Picture, 1000, words:


A HC L6 daito. I'm not bored.  :drool:

----------


## Bogdan M.

Yaeh, it's called Hadori, that's why a good polishing cost 2k bucks.

The hamon is quite simple though if you look better. The rest is make up  :Smilie: 
See
http://www.mvforge.com/l6katan.html
And then see:
http://www.ksky.ne.jp/~sumie99/togi.html

----------


## Timo Qvintus

> Yaeh, it's called Hadori, that's why a good polishing cost 2k bucks.
> 
> The hamon is quite simple though if you look better. The rest is make up 
> See
> http://www.mvforge.com/l6katan.html
> And then see:
> http://www.ksky.ne.jp/~sumie99/togi.html


Actually, I think it's the other way around.. This is what the same hamon looks like without the right light hitting it (ie. the result of hadori):


Notice how the nioi-line that defines the hamon doesn't exactly match the border of bright and dark parts of the ha/ji; the border is made by hadori.

----------


## Bogdan M.

I don't know what you're saying, I'm not that knowledgeable. But it seems to me these knowlledgeable people say that if the hadori is very well done, it's impossible to tell what is the real hamon like.

Anyway, what I wanted to say is that most of the beauty of that blade comes from the polish, who knows how an Oni would look like polished by Keith. I remember him saying that there's a lot there to be found, but they can't do it ecause it would be too expensive.

I'm just tired of people hyping things up or down I guess, that's all. And I've seen a lot of hype lately...

----------


## Benjamin P.

> ...if the hadori is very well done, it's impossible to tell what is the real hamon like.


 I've never heard or read this before... if it's true, it's news to me.  Although pretty much everything is news to me since I'm just a beginner...   :Big Grin:   But do you have any pictures where the real hamon is impossible to see underneath the polish under lighting?


> Anyway, what I wanted to say is that most of the beauty of that blade comes from the polish, who knows how an Oni would look like polished by Keith. I remember him saying that there's a lot there to be found, but they can't do it ecause it would be too expensive.


From what I've read, a good and proper polish reveals and accentuates what's put there by the smith.  I guess if someone really wanted to and had the skill, he/she could simulate some wild choji on any production blade with hadori (that's the make-up like white stuff, right?)... but it won't ever change what the blade is and what the hamon actually looks like underneath.  If what you say is true, then it seems like the smith's intent doesn't matter a whole lot in the end because the polisher has final say in what the hamon will appear to be, as opposed to what it actually is....  I can't speak for the man, but I don't think that's what Keith Larman meant. 

But I think maybe we're just going in circles expressing different personal opinions and preferences that don't have absolutes.  My main point was that it really stinks Hanwei would introduce a new design with new steel, and yet still keep the same old boring style of uniform wave hamon.

----------


## Bogdan M.

Hey Benjamin, I get your point.

On the page that I gave about hadori they say it's possible sometimes not to see the real hamon even with good lighting. Of course, it's not always so and there are other styles of polish too (sashikomi, the traditional style).

______________________________

### Given request:
Please copy the stretch of the sword-polishing thread from "But I think" through "the traditional style).". The lines that follow come from a separate source.

______________________________

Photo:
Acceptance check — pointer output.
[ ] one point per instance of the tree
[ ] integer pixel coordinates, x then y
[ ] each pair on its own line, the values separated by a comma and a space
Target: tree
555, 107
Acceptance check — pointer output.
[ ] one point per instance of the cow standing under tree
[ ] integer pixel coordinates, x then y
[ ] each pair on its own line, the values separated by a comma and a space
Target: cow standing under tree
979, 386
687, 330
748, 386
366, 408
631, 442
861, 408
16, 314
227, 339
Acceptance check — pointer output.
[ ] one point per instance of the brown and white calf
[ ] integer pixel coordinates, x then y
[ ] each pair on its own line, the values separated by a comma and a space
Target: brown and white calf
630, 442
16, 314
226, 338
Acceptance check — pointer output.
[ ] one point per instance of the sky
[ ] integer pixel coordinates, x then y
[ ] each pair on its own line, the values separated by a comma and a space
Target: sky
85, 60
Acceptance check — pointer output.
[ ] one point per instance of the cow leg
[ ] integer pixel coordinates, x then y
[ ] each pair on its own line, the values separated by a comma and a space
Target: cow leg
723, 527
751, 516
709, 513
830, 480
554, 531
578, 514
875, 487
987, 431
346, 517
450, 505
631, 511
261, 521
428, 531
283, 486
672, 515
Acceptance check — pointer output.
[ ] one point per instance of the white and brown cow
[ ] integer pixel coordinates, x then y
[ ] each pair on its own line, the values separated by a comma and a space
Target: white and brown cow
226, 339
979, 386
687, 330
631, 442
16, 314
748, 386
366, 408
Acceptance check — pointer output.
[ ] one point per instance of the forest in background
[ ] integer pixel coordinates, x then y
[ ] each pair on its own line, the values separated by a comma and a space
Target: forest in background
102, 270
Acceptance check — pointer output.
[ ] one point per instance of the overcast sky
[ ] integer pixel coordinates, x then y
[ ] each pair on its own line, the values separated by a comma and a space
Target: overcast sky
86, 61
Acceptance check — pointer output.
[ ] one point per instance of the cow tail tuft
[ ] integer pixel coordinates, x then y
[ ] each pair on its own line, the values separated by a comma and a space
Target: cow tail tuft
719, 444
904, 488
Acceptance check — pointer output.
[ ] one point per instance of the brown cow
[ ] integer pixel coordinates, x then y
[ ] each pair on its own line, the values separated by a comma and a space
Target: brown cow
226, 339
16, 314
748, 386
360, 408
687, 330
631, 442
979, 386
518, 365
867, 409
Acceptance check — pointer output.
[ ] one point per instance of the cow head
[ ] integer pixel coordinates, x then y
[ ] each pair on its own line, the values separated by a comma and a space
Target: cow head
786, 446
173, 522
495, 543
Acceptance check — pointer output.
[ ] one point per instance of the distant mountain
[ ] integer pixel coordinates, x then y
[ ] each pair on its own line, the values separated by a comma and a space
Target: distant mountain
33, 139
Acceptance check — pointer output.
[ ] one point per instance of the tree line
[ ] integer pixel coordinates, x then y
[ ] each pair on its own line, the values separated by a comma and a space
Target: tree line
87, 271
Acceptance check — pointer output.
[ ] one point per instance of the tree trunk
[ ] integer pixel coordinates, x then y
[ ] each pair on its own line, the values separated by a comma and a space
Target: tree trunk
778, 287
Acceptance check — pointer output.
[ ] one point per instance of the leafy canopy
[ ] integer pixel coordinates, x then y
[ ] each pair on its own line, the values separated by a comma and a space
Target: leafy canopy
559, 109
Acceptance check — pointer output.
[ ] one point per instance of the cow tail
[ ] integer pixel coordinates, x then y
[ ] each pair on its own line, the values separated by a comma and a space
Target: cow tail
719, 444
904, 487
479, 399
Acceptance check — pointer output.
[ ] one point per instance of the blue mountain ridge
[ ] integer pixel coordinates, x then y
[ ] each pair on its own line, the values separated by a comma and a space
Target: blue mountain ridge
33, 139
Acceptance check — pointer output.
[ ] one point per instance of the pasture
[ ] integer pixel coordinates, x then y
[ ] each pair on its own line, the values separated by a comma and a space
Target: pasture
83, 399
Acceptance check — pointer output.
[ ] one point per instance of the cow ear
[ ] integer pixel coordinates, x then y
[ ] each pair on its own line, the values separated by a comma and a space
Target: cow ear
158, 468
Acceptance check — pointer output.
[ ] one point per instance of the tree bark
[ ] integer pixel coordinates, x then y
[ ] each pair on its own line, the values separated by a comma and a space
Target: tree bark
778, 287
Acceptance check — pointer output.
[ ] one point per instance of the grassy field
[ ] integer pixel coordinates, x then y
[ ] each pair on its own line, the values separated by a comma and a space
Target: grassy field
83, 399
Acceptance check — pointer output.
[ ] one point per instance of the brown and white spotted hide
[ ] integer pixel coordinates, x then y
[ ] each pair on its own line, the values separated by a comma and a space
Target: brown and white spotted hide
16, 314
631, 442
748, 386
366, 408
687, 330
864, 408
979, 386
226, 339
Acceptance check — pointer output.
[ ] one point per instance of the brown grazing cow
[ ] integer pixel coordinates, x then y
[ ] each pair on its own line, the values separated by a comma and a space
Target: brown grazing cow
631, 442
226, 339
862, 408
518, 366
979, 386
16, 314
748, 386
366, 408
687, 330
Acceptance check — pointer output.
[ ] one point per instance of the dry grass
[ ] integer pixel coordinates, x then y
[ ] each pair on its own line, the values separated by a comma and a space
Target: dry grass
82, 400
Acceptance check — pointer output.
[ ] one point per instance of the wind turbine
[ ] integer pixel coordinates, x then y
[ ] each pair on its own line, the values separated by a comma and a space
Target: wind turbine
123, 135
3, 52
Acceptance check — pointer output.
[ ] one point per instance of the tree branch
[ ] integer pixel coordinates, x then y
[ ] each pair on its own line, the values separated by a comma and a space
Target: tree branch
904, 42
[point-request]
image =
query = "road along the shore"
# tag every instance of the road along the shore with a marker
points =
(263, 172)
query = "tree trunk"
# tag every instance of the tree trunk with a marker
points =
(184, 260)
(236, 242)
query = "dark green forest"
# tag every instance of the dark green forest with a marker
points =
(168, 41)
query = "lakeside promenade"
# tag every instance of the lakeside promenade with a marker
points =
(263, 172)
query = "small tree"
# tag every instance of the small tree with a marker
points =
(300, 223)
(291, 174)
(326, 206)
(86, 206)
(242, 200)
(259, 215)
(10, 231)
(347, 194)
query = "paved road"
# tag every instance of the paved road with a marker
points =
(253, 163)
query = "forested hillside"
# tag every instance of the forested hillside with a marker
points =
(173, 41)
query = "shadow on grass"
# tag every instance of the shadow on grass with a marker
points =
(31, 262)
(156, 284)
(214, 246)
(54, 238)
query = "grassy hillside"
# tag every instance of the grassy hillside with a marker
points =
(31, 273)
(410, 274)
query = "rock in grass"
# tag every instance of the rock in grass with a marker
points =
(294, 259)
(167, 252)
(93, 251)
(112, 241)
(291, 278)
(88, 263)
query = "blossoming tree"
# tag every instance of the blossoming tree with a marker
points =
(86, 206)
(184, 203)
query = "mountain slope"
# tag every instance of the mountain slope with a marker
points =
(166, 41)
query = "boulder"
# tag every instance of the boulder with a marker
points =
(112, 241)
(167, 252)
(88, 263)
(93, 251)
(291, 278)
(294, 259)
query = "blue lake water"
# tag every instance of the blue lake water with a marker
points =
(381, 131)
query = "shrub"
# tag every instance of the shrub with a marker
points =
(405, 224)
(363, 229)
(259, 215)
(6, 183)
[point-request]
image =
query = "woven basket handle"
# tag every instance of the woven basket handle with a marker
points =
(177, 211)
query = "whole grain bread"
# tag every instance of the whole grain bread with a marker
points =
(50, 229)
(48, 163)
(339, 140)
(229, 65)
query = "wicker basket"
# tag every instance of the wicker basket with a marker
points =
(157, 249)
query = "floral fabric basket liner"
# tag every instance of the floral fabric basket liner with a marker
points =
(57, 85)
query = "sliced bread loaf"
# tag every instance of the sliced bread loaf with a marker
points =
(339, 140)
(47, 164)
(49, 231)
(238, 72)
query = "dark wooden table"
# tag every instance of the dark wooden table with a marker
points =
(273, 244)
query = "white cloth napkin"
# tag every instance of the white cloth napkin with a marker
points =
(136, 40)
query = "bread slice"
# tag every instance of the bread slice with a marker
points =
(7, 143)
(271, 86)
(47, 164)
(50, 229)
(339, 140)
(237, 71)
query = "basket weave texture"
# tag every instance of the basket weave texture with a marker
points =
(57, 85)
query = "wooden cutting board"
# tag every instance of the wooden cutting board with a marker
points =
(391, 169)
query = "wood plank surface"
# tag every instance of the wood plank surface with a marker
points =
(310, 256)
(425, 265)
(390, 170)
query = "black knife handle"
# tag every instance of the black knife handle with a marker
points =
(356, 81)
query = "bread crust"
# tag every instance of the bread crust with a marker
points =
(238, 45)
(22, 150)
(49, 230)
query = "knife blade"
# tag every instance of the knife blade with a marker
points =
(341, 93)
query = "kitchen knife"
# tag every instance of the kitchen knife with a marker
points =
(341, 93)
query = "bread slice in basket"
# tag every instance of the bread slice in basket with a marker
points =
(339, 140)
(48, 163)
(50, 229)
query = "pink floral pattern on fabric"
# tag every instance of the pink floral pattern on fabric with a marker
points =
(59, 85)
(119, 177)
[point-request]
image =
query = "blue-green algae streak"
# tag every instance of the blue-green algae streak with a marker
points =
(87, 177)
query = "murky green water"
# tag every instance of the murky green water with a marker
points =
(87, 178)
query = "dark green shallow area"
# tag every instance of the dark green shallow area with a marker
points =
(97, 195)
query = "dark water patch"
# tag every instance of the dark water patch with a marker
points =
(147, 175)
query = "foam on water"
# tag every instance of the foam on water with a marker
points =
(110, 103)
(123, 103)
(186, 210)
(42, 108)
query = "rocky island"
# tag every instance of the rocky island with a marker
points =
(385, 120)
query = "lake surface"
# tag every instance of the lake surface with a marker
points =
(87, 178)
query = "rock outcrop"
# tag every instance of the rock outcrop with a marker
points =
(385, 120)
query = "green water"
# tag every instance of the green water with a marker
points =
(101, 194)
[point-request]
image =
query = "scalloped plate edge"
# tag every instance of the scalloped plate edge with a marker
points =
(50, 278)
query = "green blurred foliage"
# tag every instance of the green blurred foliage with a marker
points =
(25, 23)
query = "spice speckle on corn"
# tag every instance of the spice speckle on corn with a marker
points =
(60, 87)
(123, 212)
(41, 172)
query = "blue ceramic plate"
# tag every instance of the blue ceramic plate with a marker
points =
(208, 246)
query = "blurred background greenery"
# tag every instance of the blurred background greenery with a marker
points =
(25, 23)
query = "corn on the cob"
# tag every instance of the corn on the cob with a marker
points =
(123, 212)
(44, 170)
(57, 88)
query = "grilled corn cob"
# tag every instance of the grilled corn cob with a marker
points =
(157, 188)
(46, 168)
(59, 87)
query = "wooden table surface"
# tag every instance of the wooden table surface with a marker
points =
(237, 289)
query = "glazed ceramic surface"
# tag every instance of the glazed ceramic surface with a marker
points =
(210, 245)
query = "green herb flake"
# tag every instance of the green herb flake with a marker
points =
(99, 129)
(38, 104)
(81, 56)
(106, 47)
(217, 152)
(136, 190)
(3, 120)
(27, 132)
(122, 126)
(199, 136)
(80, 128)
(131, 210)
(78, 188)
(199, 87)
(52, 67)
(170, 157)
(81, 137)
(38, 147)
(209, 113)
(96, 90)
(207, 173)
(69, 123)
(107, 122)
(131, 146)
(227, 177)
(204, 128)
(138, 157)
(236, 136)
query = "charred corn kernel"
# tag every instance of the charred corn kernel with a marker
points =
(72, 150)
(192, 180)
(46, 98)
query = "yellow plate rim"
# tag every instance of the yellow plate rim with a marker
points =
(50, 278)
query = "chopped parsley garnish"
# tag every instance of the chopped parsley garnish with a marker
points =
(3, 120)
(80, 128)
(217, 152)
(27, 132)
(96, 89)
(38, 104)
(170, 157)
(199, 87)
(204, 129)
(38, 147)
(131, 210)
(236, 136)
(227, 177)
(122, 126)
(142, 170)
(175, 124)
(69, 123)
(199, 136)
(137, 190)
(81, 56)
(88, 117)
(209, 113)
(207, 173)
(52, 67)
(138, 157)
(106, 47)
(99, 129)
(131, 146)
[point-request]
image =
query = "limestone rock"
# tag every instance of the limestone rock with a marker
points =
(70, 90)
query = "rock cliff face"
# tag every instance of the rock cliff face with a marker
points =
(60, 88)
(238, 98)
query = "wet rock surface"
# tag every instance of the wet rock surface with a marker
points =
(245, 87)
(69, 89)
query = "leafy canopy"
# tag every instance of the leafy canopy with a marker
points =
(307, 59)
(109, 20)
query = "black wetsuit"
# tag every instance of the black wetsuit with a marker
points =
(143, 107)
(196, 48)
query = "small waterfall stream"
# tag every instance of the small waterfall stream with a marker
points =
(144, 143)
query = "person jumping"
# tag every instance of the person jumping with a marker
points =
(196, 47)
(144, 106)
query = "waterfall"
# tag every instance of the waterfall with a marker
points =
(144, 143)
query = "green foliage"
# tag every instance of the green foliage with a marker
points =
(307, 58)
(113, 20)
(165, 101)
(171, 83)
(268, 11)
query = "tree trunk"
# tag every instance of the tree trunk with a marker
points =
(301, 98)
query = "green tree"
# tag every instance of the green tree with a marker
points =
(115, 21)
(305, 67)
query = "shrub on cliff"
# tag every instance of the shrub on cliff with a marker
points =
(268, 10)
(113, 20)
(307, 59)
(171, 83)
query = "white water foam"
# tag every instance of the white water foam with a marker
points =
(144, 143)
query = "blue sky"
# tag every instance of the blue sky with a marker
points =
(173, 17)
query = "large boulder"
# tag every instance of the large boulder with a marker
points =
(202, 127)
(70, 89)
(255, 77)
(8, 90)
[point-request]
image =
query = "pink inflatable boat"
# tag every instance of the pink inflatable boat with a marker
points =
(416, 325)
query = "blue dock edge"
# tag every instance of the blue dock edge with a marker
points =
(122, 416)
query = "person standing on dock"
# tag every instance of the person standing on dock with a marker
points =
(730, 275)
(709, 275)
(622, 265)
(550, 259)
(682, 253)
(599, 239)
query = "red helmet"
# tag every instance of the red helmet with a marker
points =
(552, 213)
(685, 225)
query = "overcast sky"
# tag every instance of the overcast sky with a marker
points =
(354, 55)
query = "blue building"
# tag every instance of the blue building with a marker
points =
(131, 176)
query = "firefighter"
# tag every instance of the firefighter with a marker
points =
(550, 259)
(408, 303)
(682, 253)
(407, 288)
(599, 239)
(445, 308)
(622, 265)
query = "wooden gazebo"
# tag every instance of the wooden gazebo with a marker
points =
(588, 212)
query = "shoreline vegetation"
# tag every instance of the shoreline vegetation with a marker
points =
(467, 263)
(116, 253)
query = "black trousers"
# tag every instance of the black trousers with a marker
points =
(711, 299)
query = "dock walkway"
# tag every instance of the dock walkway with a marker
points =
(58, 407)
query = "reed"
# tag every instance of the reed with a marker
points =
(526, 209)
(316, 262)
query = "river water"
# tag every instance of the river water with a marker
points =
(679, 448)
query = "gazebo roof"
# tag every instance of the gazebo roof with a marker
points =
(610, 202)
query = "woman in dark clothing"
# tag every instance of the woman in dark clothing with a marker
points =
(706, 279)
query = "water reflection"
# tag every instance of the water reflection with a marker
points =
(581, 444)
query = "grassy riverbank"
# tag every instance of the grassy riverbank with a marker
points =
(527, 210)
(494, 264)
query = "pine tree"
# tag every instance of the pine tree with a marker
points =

______________________________

### Exercise answer:
But I think maybe we're just going in circles expressing different personal opinions and preferences that don't have absolutes.  My main point was that it really stinks Hanwei would introduce a new design with new steel, and yet still keep the same old boring style of uniform wave hamon.

----------


## Bogdan M.

Hey Benjamin, I get your point.

On the page that I gave about hadori they say it's possible sometimes not to see the real hamon even with good lighting. Of course, it's not always so and there are other styles of polish too (sashikomi, the traditional style).